▶ [Entries from an annotation dataset]:
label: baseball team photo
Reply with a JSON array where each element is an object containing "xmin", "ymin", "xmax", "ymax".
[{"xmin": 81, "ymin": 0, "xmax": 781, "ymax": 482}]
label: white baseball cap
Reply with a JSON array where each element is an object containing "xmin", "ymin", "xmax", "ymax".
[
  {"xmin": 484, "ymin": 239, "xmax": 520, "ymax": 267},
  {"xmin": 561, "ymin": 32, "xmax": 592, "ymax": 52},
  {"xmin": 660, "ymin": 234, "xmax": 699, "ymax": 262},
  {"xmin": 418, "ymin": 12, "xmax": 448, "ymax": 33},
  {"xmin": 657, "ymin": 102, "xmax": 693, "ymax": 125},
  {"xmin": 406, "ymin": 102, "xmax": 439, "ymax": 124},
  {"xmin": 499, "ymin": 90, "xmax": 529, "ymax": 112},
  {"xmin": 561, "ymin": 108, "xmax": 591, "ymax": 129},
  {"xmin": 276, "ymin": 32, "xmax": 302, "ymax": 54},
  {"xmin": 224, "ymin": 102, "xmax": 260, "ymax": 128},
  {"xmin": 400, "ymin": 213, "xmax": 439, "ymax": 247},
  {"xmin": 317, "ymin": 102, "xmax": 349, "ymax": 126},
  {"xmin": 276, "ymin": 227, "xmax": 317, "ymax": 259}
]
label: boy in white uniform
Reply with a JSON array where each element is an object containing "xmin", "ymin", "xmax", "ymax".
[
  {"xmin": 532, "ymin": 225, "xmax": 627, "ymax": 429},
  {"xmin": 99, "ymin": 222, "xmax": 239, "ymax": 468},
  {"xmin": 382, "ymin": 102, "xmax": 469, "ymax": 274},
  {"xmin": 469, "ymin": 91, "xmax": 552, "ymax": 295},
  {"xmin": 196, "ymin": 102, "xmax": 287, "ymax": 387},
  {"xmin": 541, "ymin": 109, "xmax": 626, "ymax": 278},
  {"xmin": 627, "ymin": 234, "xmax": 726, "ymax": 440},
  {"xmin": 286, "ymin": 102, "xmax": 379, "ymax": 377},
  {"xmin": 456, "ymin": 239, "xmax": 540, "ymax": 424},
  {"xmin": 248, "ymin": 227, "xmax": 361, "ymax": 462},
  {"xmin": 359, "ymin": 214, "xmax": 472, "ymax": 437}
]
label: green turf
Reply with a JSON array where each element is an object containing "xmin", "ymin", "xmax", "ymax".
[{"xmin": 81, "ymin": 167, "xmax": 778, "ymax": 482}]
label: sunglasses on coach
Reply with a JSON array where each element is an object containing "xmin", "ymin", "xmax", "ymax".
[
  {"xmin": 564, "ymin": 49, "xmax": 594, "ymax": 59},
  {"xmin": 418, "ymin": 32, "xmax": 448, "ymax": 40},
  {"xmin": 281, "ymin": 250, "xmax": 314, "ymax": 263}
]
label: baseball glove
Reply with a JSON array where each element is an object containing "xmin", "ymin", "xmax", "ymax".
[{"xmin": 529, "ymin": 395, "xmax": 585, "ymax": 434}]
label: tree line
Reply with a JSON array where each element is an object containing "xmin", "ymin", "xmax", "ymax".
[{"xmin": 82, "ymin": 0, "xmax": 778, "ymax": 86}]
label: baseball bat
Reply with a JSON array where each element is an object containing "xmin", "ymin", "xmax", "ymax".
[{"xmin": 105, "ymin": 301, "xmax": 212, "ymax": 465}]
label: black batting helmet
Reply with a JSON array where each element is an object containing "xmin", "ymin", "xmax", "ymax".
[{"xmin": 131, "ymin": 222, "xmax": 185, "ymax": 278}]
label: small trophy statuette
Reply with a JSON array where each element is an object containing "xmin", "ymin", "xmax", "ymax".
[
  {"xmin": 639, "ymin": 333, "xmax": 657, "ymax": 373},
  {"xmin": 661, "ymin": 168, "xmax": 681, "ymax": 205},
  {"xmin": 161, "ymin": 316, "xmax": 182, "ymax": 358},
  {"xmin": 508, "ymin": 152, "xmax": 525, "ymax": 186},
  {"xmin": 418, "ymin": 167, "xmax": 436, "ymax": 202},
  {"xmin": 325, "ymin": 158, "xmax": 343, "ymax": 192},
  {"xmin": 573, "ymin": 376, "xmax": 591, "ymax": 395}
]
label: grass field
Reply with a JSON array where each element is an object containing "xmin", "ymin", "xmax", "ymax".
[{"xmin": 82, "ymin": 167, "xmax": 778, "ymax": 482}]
==
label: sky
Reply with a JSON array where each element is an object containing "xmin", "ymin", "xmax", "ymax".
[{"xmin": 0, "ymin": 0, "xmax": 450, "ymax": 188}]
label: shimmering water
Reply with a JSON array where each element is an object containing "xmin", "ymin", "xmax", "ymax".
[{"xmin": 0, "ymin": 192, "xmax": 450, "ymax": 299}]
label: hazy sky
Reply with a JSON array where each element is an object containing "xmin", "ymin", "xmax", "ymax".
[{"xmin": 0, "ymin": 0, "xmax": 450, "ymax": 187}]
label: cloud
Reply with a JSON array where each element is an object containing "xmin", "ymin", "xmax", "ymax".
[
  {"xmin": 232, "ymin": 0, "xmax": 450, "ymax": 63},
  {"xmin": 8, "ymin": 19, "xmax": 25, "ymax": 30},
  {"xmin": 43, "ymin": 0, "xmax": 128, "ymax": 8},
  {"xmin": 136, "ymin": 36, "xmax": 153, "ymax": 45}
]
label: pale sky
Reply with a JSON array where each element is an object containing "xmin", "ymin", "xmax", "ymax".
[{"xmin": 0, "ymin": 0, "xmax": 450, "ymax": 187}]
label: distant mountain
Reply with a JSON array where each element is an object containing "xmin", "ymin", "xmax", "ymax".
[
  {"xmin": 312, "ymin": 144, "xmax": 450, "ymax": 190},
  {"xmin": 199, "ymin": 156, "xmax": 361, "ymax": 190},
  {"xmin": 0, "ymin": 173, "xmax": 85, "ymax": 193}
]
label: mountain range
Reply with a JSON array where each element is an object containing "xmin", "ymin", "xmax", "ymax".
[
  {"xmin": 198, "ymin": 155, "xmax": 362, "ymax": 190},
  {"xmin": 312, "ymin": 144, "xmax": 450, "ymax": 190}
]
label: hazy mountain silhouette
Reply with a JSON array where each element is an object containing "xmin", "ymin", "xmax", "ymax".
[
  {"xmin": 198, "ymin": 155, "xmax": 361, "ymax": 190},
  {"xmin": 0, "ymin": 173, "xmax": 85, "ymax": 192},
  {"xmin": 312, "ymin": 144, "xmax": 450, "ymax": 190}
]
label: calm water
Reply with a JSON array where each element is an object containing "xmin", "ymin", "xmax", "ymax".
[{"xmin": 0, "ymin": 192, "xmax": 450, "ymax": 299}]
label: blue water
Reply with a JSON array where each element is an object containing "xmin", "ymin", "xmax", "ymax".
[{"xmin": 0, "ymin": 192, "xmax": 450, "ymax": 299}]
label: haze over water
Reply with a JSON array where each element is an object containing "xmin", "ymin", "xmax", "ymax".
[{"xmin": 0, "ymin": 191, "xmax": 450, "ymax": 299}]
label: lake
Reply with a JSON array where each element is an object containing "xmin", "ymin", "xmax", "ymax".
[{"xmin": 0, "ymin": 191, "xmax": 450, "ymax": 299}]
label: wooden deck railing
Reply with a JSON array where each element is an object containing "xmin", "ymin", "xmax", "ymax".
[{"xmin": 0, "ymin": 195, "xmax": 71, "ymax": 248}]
---
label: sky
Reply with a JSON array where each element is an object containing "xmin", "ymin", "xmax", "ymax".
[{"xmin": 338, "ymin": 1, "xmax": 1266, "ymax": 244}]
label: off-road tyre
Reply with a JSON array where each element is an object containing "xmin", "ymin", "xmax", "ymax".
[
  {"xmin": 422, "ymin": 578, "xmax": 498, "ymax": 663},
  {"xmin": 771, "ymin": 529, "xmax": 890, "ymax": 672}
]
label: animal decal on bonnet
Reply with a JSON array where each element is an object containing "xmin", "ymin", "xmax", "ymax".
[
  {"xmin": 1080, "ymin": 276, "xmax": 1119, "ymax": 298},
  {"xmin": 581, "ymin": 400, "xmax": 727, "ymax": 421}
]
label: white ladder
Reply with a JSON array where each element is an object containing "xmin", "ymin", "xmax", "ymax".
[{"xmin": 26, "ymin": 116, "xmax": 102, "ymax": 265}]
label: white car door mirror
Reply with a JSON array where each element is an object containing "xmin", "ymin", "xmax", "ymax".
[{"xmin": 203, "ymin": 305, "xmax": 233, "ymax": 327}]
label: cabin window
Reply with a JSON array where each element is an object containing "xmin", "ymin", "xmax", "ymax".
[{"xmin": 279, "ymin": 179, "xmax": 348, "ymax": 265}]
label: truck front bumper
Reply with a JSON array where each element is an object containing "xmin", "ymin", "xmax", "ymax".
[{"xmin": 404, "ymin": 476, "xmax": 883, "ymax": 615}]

▶ [PROBLEM REQUIREMENTS]:
Count the lines in the records above that contain the word "water", and give only that number.

▶ [REPLY]:
4